RECORDS PROVIDED

--------------------------------------------------

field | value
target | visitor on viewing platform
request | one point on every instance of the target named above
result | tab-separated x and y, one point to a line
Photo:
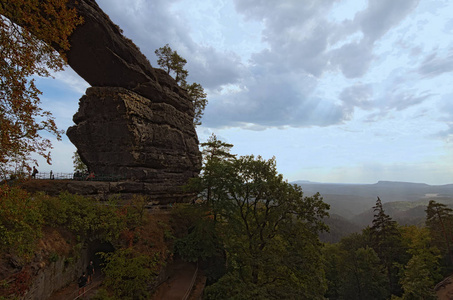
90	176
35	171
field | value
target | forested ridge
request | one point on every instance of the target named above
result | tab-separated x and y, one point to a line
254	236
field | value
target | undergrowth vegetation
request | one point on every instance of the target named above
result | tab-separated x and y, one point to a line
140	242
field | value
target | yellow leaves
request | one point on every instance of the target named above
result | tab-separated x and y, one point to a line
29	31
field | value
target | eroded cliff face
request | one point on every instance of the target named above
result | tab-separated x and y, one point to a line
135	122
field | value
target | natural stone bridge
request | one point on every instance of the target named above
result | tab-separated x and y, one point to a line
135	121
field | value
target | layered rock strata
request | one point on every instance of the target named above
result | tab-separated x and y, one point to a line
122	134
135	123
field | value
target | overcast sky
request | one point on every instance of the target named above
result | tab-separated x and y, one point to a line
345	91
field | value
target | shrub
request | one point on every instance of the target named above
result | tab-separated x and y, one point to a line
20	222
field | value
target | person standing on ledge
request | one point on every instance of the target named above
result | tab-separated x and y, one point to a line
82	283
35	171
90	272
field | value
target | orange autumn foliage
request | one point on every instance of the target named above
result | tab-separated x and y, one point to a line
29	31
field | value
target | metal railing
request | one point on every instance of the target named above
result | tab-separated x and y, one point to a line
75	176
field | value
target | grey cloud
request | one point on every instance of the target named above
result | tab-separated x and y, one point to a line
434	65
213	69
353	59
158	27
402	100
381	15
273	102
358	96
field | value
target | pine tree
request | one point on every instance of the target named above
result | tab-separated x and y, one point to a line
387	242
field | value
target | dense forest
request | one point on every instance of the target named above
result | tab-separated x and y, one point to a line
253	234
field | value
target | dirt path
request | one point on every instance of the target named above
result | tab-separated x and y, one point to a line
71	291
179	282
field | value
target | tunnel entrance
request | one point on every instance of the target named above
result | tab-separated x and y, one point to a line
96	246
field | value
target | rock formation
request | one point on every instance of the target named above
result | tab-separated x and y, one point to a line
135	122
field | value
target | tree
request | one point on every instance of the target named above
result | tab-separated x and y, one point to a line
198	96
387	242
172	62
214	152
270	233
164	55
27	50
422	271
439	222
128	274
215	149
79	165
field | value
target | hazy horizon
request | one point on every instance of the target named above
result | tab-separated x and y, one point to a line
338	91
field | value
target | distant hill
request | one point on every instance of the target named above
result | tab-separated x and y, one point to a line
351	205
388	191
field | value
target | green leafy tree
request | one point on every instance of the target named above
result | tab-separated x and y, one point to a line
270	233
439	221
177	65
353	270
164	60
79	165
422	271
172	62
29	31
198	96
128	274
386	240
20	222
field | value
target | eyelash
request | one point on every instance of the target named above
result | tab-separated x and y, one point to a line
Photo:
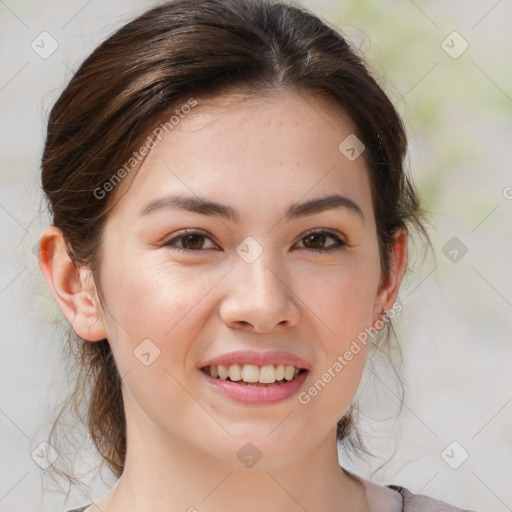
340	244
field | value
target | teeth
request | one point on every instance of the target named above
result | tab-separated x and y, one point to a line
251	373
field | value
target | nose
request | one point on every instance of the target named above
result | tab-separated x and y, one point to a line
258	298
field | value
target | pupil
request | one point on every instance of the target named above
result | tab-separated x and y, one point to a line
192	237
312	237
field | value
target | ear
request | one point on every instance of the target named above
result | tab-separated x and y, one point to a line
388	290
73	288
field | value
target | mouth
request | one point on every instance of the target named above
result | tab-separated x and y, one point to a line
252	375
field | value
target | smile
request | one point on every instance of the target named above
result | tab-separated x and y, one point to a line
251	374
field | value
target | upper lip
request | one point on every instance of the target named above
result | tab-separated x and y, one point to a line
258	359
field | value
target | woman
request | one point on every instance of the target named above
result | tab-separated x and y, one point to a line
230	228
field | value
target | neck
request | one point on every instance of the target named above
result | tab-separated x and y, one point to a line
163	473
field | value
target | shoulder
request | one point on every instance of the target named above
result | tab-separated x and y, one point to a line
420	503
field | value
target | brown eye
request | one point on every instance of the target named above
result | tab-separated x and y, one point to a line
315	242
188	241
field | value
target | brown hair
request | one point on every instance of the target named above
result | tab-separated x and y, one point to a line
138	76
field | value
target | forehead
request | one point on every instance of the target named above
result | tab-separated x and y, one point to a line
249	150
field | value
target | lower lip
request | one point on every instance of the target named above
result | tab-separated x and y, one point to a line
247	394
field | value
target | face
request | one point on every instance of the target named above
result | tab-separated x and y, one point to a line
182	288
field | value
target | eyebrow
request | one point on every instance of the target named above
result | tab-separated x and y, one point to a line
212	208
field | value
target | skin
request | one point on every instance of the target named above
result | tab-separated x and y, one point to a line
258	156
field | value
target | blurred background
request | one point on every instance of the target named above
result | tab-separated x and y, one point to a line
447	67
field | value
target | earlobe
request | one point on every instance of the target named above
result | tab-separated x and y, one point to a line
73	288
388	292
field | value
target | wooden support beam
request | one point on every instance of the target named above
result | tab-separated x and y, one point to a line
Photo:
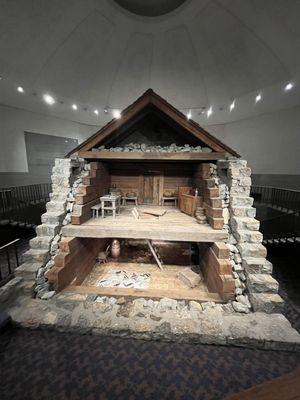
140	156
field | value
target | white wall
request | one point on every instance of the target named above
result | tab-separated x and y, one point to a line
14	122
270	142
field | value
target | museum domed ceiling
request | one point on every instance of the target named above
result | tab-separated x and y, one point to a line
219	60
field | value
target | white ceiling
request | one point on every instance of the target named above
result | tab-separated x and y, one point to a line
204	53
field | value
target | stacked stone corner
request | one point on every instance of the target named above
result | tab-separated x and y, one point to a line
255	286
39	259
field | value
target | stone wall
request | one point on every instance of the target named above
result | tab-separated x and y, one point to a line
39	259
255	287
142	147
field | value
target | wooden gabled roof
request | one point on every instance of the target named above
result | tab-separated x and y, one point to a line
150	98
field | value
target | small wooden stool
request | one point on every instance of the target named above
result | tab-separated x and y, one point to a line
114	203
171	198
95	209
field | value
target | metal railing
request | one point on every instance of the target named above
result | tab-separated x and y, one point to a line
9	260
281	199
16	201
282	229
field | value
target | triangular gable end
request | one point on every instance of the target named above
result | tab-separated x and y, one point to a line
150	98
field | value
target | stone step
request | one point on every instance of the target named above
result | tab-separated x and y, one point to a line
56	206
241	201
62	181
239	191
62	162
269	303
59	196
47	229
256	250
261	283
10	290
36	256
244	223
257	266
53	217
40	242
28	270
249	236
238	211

--------------------------------------------------

PROBLEM
Leaving out every picture, repeat exactly the lines of the records from the start through the line that has "target | undergrowth vegetation".

EXPECTED OUTPUT
field | value
target | visitor on viewing platform
request | one point on every instance of the target named above
result | tab-separated x and y, one point to a line
Photo:
90	176
35	171
field | value
target | forested ridge
request | one point on every instance of the target named above
result | tab-separated x and y, one point to a line
254	236
field | value
target | undergrowth vegetation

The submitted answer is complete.